WORK ORDER ▸ Which lines of the records contain the word "white"? Copy each one.

DATASET ENTRIES ▸
------------

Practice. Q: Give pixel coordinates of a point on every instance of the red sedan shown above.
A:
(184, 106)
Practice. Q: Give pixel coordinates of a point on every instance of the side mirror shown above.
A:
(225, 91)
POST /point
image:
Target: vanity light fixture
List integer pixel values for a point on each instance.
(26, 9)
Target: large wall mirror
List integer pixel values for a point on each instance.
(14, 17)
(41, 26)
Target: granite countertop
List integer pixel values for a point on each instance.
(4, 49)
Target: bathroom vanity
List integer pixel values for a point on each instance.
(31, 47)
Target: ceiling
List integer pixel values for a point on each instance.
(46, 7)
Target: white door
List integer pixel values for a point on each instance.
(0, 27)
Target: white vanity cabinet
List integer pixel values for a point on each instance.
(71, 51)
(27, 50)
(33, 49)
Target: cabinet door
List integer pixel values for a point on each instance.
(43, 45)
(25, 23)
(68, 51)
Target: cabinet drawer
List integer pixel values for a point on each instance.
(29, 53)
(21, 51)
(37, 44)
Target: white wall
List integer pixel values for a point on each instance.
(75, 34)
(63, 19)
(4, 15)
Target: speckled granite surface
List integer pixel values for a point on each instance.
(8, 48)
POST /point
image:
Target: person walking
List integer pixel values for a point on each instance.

------------

ANSWER BELOW ▸
Target: white door
Target: white vanity cabinet
Target: white wall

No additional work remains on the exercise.